▶ **Passage shown**
Default pass-by-reference semantics in C++ [closed]

https://stackoverflow.com/questions/146271

02-07-2019
|

Question

EDIT: This question is more about language engineering than C++ itself. I used C++ as an example to show what I wanted, mostly because I use it daily. I didn't want to know how it works on C++ but open a discussion on how it could be done.

That's not the way it works right now, that's the way I wish it could be done, and that would break C compability for sure, but that's what I think extern "C" is all about.

I mean, in every function or method that you declare right now you have to explicit write that the object will be sent by reference prefixing the reference operator on it. I wish that every non-POD type would be automatically sent by reference, because I use that a lot, actually for every object that is more than 32 bits in size, and that's almost every class of mine.

Let's exemplify how it's right now, assume a, b and c to be classes:

class example {
    public:
        int just_use_a(const a &object);
        int use_and_mess_with_b(b &object);
        void do_nothing_on_c(c object);
};

Now what I wish:

class example {
    public:
        int just_use_a(const a object);
        int use_and_mess_with_b(b object);
        extern "C" void do_nothing_on_c(c object);
};

Now, do_nothing_on_c() could behave just like it is today.

That would be interesting at least for me, feels much more clear, and also if you know every non-POD parameter is coming by reference I believe the mistakes would be the same that if you had to explicit declare it.

Another point of view for this change, from someone coming from C, the reference operator seems to me a way to get the variable address, that's the way I used for getting pointers. I mean, it is the same operator but with different semantic on different contexts, doesn't that feel a little bit wrong for you too?

Solution

I guess you're missing the point of C++, and C++ semantics. You missed the fact C++ is correct in passing (almost) everything by value, because it's the way it's done in C. Always. But not only in C, as I'll show you below...

Parameters Semantics on C

In C, everything is passed by value. "primitives" and "PODs" are passed by copying their value. Modify them in your function, and the original won't be modified. Still, the cost of copying some PODs could be non-trivial.

When you use the pointer notation (the * ), you're not passing by reference. You're passing a copy of the address. Which is more or less the same, with but one subtle difference:

typedef struct { int value ; } P ;

/* p is a pointer to P */
void doSomethingElse(P * p)
{
   p->value = 32 ;
   p = malloc(sizeof(P)) ; /* Don't bother with the leak */
   p->value = 45 ;
}

void doSomething()
{
   P * p = malloc(sizeof(P)) ;
   p->value = 25 ;

   doSomethingElse(p) ;

     int i = p->value ;
   /* Value of p ? 25 ? 32 ? 42 ? */
}

The final value of p->value is 32. Because p was passed by copying the value of the address. So the original p was not modified (and the new one was leaked).

▶ **Dataset content**
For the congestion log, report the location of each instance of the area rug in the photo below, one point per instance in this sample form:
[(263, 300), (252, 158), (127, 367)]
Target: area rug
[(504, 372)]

▶ **Problems to solve**
a) Decide whether each statement agrees with the thread on default pass-by-reference semantics in C++. Answer yes or no for each, and quote the deciding words of the thread. (i) The asker wants every non-POD type to be sent by reference automatically. (ii) The reply holds that pointer notation in C passes arguments by reference. (iii) In the C code of the reply, p->value ends at 45.
b) In the thread on default pass-by-reference semantics in C++, above what size does the asker say they pass objects by reference?
c) Pick up the thread on default pass-by-reference semantics in C++ after its last sentence, and continue the reply in the same voice.

▶ **Task responses**
a)
(i) Yes: "I wish that every non-POD type would be automatically sent by reference"
(ii) No: "When you use the pointer notation (the * ), you're not passing by reference. You're passing a copy of the address."
(iii) No: "The final value of p->value is 32."

b) Objects more than 32 bits in size.

c)
Parameters Semantics on Java and C Sharp

It can be surprising for some, but in Java, everything is copied by value, too. The C example above would give exactly the same results in Java. This is almost what you want, but you would not be able to pass primitive "by reference/pointer" as easily as in C.

In C#, they added the "ref" keyword. It works more or less like the reference in C++. The point is, on C#, you have to mention it both on the function declaration, and on each and every call. I guess this is not what you want, again.

Parameters Semantics on C++

In C++, almost everything is passed by copying the value. When you're using nothing but the type of the symbol, you're copying the symbol (like it is done in C). This is why, when you're using the *, you're passing a copy of the address of the symbol.

But when you're using the &, then assume you are passing the real object (be it struct, int, pointer, whatever): The reference.

It is easy to mistake it as syntaxic sugar (i.e., behind the scenes, it works like a pointer, and the generated code is the same used for a pointer). But...

The truth is that the reference is more than syntaxic sugar.

Unlike pointers, it authorizes manipulating the object as if on stack.
Unline pointers, when associatied with the const keyword, it authorizes implicit promotion from one type to another (through constructors, mainly).
Unlike pointers, the symbol is not supposed to be NULL/invalid.
Unlike the "by-copy", you are not spending useless time copying the object
Unlike the "by-copy", you can use it as an [out] parameter
Unlike the "by-copy", you can use the full range of OOP in C++ (i.e. you pass a full object to a function waiting an interface).

So, references has the best of both worlds.

Let's see the C example, but with a C++ variation on the doSomethingElse function:

struct P { int value ; } ;

// p is a reference to a pointer to P
void doSomethingElse(P * & p)
{
   p->value = 32 ;
   p = (P *) malloc(sizeof(P)) ; // Don't bother with the leak
   p->value = 45 ;
}

void doSomething()
{
   P * p = (P *) malloc(sizeof(P)) ;
   p->value = 25 ;

   doSomethingElse(p) ;

     int i = p->value ;
   // Value of p ? 25 ? 32 ? 42 ?
}

The result is 42, and the old p was leaked, replaced by the new p. Because, unlike C code, we're not passing a copy of the pointer, but the reference to the pointer, that is, the pointer itself.

When working with C++, the above example must be cristal clear. If it is not, then you're missing something.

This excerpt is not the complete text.